#### Tarefas:
1. Segundo o texto sobre a exposição de Amilcar de Castro, em que local ocorre a mostra individual do artista?
2. Dê continuidade ao texto sobre a exposição de Amilcar de Castro, começando logo após a última frase apresentada.

#### Trecho da fonte:
··········
São Paulo, quinta-feira, 22 de novembro de 2001

Texto Anterior | Próximo Texto | Índice

ARTES PLÁSTICAS

Amilcar de Castro expõe metais em equilíbrio

TIAGO MESQUITA
CRÍTICO DA FOLHA

Na produção de Amilcar de Castro, sempre foi constante uma certa resistência dos materiais empregados na configuração de uma forma desejada. Como postura poética e política, não parece possível a esse artista trabalhar sem o respeito ao caráter das coisas. Seus limites devem ser respeitados e incorporados.
As chapas de aço, que vêm a se tornar esculturas, não se acomodam a formas quaisquer. Elas devem consentir, produzindo movimentos inusitados junto com o escultor, levando em conta aspereza, opacidade e integridade. A matéria não pode ter suas propriedades físicas corrompidas. Torcida, ela não aceita se submeter a uma idéia atemporal. Se esforça para instituir o que se configurar, encontrando dificuldades.
Quando nos deparamos com uma dessas peças, temos a impressão de que o metal trabalha diante de nós, constituindo a obra. Na sua exposição individual na Pinacoteca do Estado, esse esforço é bem marcado. Amilcar preserva as qualidades do material e procura um modo de ajeitá-lo tornando-o arte.
··········
Registros de anotação de posição
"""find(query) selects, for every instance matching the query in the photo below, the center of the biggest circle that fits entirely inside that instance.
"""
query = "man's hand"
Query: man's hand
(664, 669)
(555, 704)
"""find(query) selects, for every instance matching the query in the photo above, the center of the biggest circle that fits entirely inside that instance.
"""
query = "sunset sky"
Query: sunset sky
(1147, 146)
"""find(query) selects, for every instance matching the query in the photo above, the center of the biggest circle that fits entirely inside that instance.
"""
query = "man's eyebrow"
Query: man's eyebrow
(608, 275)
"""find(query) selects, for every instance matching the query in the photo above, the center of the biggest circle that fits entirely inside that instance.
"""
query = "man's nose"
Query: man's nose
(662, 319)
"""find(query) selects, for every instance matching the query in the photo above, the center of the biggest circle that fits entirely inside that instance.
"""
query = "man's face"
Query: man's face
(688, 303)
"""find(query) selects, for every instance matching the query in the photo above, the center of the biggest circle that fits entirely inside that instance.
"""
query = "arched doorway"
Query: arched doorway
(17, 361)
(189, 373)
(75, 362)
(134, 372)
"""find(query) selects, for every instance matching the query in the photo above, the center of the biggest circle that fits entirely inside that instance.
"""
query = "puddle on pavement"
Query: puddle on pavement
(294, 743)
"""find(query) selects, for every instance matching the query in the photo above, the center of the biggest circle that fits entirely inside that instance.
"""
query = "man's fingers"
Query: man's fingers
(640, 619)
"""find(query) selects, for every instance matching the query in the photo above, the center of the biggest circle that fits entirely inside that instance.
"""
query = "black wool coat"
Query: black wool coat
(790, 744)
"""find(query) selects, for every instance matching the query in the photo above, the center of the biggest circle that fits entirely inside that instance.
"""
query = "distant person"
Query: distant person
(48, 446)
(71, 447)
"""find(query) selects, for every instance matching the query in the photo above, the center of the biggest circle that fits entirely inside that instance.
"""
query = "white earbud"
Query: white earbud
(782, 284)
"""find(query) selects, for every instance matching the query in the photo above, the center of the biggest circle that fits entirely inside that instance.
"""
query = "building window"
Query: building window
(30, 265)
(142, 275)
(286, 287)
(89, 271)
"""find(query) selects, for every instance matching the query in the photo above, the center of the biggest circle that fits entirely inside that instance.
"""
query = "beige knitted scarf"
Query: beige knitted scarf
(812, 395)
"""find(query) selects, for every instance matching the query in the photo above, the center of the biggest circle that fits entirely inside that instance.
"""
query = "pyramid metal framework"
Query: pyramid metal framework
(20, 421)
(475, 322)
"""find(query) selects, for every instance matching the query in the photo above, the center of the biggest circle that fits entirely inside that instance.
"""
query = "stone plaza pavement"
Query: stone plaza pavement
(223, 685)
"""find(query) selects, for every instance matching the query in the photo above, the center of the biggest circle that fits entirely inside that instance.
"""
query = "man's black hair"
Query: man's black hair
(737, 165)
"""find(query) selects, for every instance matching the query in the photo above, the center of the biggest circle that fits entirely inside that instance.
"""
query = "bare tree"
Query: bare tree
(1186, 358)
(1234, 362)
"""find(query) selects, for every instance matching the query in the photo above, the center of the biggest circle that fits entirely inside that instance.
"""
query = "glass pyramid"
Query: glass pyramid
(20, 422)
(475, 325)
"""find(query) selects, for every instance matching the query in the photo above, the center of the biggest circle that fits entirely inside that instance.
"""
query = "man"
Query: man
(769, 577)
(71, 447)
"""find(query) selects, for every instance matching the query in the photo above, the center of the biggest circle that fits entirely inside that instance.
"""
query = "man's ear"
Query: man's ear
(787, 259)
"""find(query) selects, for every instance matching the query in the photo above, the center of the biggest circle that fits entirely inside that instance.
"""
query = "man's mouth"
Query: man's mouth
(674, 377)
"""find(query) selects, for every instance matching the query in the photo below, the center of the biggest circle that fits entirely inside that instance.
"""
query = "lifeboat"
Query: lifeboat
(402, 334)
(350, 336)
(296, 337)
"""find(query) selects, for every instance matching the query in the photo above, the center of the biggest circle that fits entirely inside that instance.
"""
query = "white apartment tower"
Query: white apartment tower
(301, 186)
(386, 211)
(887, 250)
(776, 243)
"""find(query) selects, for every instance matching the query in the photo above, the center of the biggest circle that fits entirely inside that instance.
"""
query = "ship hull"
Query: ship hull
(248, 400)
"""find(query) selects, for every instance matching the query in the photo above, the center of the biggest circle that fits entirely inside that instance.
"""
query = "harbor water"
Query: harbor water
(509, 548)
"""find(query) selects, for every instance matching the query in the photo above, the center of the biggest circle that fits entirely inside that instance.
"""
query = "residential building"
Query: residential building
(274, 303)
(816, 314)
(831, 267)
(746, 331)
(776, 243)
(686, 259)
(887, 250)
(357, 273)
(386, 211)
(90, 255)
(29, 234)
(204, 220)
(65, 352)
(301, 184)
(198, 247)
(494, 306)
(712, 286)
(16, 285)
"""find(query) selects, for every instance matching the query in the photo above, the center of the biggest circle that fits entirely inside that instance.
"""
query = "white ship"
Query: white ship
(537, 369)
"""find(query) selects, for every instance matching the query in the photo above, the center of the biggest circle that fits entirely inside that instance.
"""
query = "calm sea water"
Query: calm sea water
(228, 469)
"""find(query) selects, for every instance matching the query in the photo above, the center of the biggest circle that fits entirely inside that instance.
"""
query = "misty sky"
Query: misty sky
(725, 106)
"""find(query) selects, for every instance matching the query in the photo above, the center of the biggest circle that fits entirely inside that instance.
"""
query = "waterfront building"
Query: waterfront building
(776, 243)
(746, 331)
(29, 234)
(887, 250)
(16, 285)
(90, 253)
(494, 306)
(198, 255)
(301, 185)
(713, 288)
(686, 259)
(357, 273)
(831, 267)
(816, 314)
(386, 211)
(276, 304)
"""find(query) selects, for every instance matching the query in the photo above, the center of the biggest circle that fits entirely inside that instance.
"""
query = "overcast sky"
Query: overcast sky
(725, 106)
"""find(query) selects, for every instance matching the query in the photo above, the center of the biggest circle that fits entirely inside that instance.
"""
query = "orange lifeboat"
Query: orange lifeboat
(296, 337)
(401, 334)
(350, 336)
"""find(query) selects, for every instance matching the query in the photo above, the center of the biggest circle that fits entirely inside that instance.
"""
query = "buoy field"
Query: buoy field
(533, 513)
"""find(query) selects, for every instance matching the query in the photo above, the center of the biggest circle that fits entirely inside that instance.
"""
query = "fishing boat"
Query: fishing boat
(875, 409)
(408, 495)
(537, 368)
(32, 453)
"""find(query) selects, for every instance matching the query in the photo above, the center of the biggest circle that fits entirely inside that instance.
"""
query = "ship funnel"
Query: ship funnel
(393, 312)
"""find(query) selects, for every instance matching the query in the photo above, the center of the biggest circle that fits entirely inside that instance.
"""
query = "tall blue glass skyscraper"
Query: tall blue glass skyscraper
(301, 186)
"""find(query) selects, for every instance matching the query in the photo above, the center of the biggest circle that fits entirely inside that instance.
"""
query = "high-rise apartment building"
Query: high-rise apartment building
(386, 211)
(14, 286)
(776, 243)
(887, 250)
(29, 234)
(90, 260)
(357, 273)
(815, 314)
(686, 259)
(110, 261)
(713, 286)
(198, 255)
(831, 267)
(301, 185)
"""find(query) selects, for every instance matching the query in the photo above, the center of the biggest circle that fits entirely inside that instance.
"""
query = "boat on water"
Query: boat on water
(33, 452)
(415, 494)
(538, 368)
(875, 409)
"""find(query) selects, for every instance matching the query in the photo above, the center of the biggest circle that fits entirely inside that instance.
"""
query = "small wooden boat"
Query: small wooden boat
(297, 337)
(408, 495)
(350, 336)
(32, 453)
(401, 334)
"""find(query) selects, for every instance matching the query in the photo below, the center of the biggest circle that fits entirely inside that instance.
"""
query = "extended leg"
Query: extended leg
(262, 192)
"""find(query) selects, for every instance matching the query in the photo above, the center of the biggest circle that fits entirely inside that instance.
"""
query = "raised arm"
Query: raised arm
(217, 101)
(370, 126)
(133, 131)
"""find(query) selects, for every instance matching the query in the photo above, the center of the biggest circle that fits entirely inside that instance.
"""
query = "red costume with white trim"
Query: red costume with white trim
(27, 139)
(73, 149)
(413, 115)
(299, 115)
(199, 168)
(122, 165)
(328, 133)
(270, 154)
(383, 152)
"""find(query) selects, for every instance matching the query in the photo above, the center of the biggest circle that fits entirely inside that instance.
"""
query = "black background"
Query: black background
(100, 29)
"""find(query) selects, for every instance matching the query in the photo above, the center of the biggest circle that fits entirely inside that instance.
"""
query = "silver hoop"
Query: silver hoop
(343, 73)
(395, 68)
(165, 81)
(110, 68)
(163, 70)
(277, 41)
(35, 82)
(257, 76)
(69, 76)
··········
#### Respostas do exercício:
1. Na Pinacoteca do Estado.

2.
Em alguns trabalhos dos anos 70 e 80, chapas planas de ferro eram retiradas de seu repouso, cortadas e abertas criando corpos vazados. O escultor buscava uma certa tridimensionalidade, que ampliasse a desenvoltura dessa matéria resistente. Na dobra da escultura, ele evidenciava a lentidão desse movimento. A resistência e o esforço para que a peça se arqueasse realizando gesto único.
Trabalhando hoje com chapas mais espessas, o artista dá outro sentido à dobra. O ferro, cortado num formato irregular, não se abre sugerindo um corpo tridimensional. Em geral, aparece cindido em duas faces de um mesmo corpo. Cada uma possui ângulos e formatos distintos, como uma página dobrada. Quando ele é colocado em pé, revela o desequilíbrio de uma face sobre a outra. Desproporcionais, elas parecem tombar cada uma para um lado. Como irmãos siameses que discordam do rumo a ser tomado.
Na peça mais impressionante, uma placa muito alta sobe verticalmente até um limite em que parece se direcionar ao solo. A outra face, apesar do esforço de ascensão, parece incapacitada de conter a queda, vergando-se no sentido oposto. No entanto, uma dobra robusta garante a sustentação da peça. Aqui ela garante o equilíbrio de uma peça ambígua.
O artista quase posiciona esses trabalhos em direção ao espectador. Não é o desequilíbrio que parece interessá-lo, mas um modo de equilíbrio, que faz o aço desengonçado parar com graciosidade.
Infelizmente, muitas vezes, algumas opções de montagem parecem retirar uma parcela desta energia. As peças grandes em que Amilcar corta blocos grossos, retangulares de ferro, deslocando uma de suas partes de modo a conseguir um novo equilíbrio, estão quase todas montadas de maneira que restitui o bloco anterior.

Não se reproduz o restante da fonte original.